*Extracted text:*
[start]
# Underworld Evolution appreciation post



## noodles (Jul 14, 2006)

Kate Beckinsale should dress like this pretty much all the time. 

Next to this, plot is completely irrelevant. I didn't even notice that the story line was even worse than the original. Go ahead and make the third one now, and title it "Underworld: Selene Runs Around in Full Body Leather Shooting Monsters". There is something about a hot woman with weapons that just pushes all the right buttons.

If some dude named Jeff tries to claim her as prize in a contest, then he is shit out of luck.


----------



## Christopher (Jul 14, 2006)




----------



## The Dark Wolf (Jul 14, 2006)

I haven't seen any of these. Are they any good?

I will say this, though. I remember the promos for the first one, and her in that leather. What a donkey on that girl, man.


----------



## Mykie (Jul 14, 2006)




----------



## D-EJ915 (Jul 14, 2006)

It was definitely hot \m/


----------



## Shannon (Jul 14, 2006)

It was allright, but no nearly as good as the first movie.
3 out of 5 stars.


----------



## noodles (Jul 14, 2006)

The Dark Wolf said:


> I haven't seen any of these. Are they any good?



Imagine someone gave a b-movie director a huge budget. The storylines are lame as hell, and there is plenty of cheese, but they are fun if you don't take them seriously.

It's a war between vampires and werewolves, but set in modern times. Imagine werewolves firing UV rounds (that explode into UV light, causing death) at vampires, while the vampires fire bullets filled with silver nitrate. Cool high-tech toys on both sides, and plenty of gratuitous violence. Sit down with some popcorn and a six pack and laugh yourself silly.
[end]
*Information supplied:*
[start]
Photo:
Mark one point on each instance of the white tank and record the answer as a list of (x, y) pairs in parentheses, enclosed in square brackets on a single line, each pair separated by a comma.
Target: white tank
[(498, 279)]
[end]
*Exercise task 1:*
In the Underworld Evolution thread, rewrite the paragraph beginning "It's a war between vampires and werewolves" more briefly, keeping its main facts.
*Exercise task 2:*
Reproduce the section of the Underworld Evolution thread that starts with the words "## The Dark" and finishes with "Mykie (Jul 14, 2006)", changing nothing.
*Exercise task 3:*
What rating does Shannon give the movie in the Underworld Evolution thread?
The listing has no connection to the Underworld Evolution thread.

*Task result 1:*
The films show a modern-day war between vampires and werewolves. Werewolves fire UV rounds that burst into deadly UV light, and vampires shoot bullets filled with silver nitrate. Both sides have high-tech gear, and there is lots of gratuitous violence. The writer suggests watching with popcorn and a six pack and laughing.

*Task result 2:*
## The Dark Wolf (Jul 14, 2006)

I haven't seen any of these. Are they any good?

I will say this, though. I remember the promos for the first one, and her in that leather. What a donkey on that girl, man.


----------



## Mykie (Jul 14, 2006)

*Task result 3:*
3 out of 5 stars.